What you are asked to do: Reproduce all of the following data with every occurrence of "keypoint" replaced by "marker" and everything else left unchanged, omitting the pictures.

------------------------------------

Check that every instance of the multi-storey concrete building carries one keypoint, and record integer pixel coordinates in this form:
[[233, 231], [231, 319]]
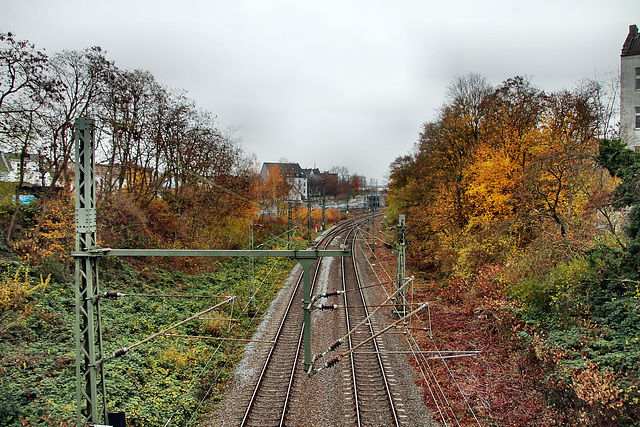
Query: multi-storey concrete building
[[630, 90]]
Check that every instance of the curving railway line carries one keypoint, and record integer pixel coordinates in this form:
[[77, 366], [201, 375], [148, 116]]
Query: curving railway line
[[360, 390]]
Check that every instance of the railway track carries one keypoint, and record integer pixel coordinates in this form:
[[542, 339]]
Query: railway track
[[282, 392], [374, 403]]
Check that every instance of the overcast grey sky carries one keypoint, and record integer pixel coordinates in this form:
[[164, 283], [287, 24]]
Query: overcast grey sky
[[333, 83]]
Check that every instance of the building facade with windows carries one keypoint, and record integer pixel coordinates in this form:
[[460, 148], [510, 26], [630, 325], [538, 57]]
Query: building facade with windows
[[630, 90]]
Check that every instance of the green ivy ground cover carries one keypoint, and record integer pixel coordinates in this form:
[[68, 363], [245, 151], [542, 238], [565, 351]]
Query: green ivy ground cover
[[165, 378]]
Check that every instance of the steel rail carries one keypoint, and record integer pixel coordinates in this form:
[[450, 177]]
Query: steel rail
[[357, 394], [375, 344]]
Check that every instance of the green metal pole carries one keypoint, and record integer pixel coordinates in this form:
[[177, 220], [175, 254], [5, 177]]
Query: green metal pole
[[324, 202], [401, 263], [253, 271], [306, 265], [290, 220], [89, 376]]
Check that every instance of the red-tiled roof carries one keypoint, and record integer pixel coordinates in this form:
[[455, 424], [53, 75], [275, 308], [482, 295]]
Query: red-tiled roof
[[631, 45]]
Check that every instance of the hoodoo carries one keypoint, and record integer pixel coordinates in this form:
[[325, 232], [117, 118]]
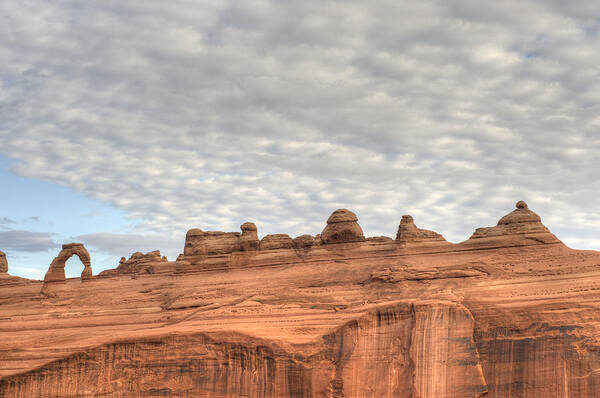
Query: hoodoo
[[342, 227], [249, 238], [408, 232], [507, 313]]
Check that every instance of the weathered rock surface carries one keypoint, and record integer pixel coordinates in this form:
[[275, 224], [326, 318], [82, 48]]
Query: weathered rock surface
[[138, 263], [3, 263], [342, 227], [249, 239], [519, 222], [507, 315], [56, 271], [276, 241], [304, 241], [408, 232]]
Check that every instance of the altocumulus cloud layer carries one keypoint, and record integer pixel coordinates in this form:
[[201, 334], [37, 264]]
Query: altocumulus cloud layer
[[210, 113]]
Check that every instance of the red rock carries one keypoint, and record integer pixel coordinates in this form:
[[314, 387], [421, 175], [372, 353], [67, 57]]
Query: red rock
[[303, 241], [521, 223], [513, 314], [249, 239], [408, 232], [56, 271], [138, 263], [276, 241], [3, 263], [342, 227]]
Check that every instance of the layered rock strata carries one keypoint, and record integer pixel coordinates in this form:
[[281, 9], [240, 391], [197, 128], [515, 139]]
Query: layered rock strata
[[276, 241], [511, 315], [138, 263]]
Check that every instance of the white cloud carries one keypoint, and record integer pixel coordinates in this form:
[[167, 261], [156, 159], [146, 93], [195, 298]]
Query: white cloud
[[212, 113]]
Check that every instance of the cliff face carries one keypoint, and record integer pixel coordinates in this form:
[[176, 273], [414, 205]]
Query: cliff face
[[511, 312]]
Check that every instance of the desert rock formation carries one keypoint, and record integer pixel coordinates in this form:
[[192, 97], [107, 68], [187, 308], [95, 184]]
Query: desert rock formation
[[510, 312], [408, 232], [276, 241], [249, 238], [342, 227], [56, 271], [3, 263]]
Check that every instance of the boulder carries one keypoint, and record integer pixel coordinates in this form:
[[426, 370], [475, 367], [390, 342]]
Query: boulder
[[408, 232], [276, 241], [342, 227]]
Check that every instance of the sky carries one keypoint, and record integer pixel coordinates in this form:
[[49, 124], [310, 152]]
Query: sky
[[123, 124]]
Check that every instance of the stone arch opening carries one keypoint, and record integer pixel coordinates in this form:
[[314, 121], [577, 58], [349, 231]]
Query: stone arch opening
[[56, 271]]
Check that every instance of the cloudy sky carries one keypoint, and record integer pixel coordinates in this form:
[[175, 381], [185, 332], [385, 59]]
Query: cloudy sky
[[123, 124]]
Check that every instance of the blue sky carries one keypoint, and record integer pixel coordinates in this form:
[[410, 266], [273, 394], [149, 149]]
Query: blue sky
[[123, 124], [48, 209]]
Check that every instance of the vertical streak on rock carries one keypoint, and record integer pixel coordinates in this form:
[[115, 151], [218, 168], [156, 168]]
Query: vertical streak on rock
[[446, 361]]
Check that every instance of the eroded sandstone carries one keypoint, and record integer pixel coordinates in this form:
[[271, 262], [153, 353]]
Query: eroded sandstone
[[56, 271], [511, 312]]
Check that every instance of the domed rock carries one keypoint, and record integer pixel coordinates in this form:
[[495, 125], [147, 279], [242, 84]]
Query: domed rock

------------------------------------

Solution for this task:
Check that every instance of the multi-storey concrete building carries one marker, and record integer pixel coordinates in this form:
[[233, 231], [231, 319]]
Query: multi-storey concrete building
[[630, 90]]
Check that every instance of the curving railway line carries one marker, and record integer pixel coordinates in this form:
[[77, 366], [201, 375], [148, 116]]
Query: curving railway line
[[360, 390]]
Check that every instance of the railway track carries one marker, and record integer pixel coordinates in this form:
[[542, 339]]
Query: railway track
[[282, 392], [374, 403]]
Check that every instance of the overcast grey sky carries one marker, and record integer pixel coordinates in this form:
[[164, 283], [287, 24]]
Query: overcast grey sky
[[333, 83]]
Check that every instance of the building facade with windows carries one marker, and record integer pixel coordinates in this form:
[[460, 148], [510, 26], [630, 325], [538, 57]]
Query: building facade with windows
[[630, 90]]
Check that every instance of the green ivy ground cover carries one marker, and record integer pixel coordinates in this form:
[[68, 363], [245, 151], [542, 238], [565, 351]]
Query: green ivy ground cover
[[165, 378]]
Check that every instance of the steel rail carries one marker, and record integer pixel coordinates in this form:
[[450, 177]]
Query: steel rail
[[357, 394], [375, 344]]
Check that every instance of the green metal pole carries one marker, and record integer pixel coordinates in this form:
[[177, 220], [175, 254], [5, 177]]
Query: green metal pole
[[324, 202], [401, 263], [253, 271], [306, 265], [290, 220], [89, 376]]
Check that every instance of the red-tiled roof carries one marker, and record integer pixel coordinates in this form:
[[455, 424], [53, 75], [275, 308], [482, 295]]
Query: red-tiled roof
[[631, 45]]
Check that every instance of the hoodoo carries one marker, and record integer pixel coordinates in this form:
[[325, 232], [117, 118]]
Query: hoodoo
[[342, 227], [249, 238], [408, 232], [507, 313]]
Check that every instance of the weathered rock surface carries one marker, and record integer pixel coordinates in this form:
[[275, 224], [326, 318], [82, 48]]
Query: weathered rock surface
[[138, 263], [3, 263], [342, 227], [249, 239], [519, 222], [507, 315], [56, 271], [276, 241], [304, 241], [408, 232]]
Check that every instance of the altocumulus cloud layer carries one marker, and record integer pixel coordinates in this form:
[[201, 334], [37, 264]]
Query: altocumulus cloud layer
[[210, 113]]
Check that every instance of the red rock carries one marker, and record integer pixel coordinates in this form:
[[314, 387], [421, 175], [372, 353], [67, 57]]
Query: red rock
[[303, 241], [521, 223], [513, 314], [249, 239], [408, 232], [56, 271], [138, 263], [276, 241], [3, 263], [342, 227]]
Check that every instance of the layered rock strata carries one marker, and record integer pixel coordinates in this form:
[[281, 9], [240, 391], [197, 128], [515, 139]]
Query: layered rock strata
[[276, 241], [511, 315], [138, 263]]
Check that every instance of the white cloud carries one marker, and record integer pixel coordinates in this form:
[[167, 261], [156, 159], [146, 93], [195, 298]]
Query: white cloud
[[212, 113]]
Check that every instance of the cliff face carries one marker, and record integer pixel coordinates in this form:
[[176, 273], [414, 205]]
Query: cliff face
[[511, 312]]
Check that every instance of the desert rock formation carries one marker, and record integer pixel coordinates in this form:
[[192, 97], [107, 68], [187, 308], [95, 184]]
Query: desert rock formation
[[510, 312], [408, 232], [276, 241], [249, 238], [342, 227], [56, 271], [3, 263]]
Check that every instance of the boulder carries one marker, and record integer pixel coordinates in this form:
[[426, 370], [475, 367], [390, 342]]
Query: boulder
[[408, 232], [276, 241], [342, 227]]
Check that every instance of the sky carries one marker, and record integer pixel coordinates in this form:
[[49, 124], [310, 152]]
Query: sky
[[123, 124]]
Check that every instance of the stone arch opening carries one marker, and record integer pixel coordinates in this form:
[[314, 121], [577, 58], [349, 231]]
Query: stone arch opening
[[56, 271]]
Check that every instance of the cloudy sky carries one marker, and record integer pixel coordinates in this form:
[[175, 381], [185, 332], [385, 59]]
Query: cloudy sky
[[123, 124]]
Check that every instance of the blue sky carries one marker, and record integer pixel coordinates in this form:
[[410, 266], [273, 394], [149, 149]]
Query: blue sky
[[123, 124], [48, 209]]
Check that every instance of the vertical streak on rock carries one marker, and record integer pixel coordinates in this form:
[[115, 151], [218, 168], [156, 168]]
Query: vertical streak on rock
[[446, 361]]
Check that every instance of the eroded sandstone carries one marker, and record integer pixel coordinates in this form:
[[271, 262], [153, 353]]
Query: eroded sandstone
[[56, 271], [511, 312]]
Check that every instance of the domed rock carries one marker, and record integer pixel coordinates in this form:
[[495, 125], [147, 279], [242, 84]]
Query: domed rock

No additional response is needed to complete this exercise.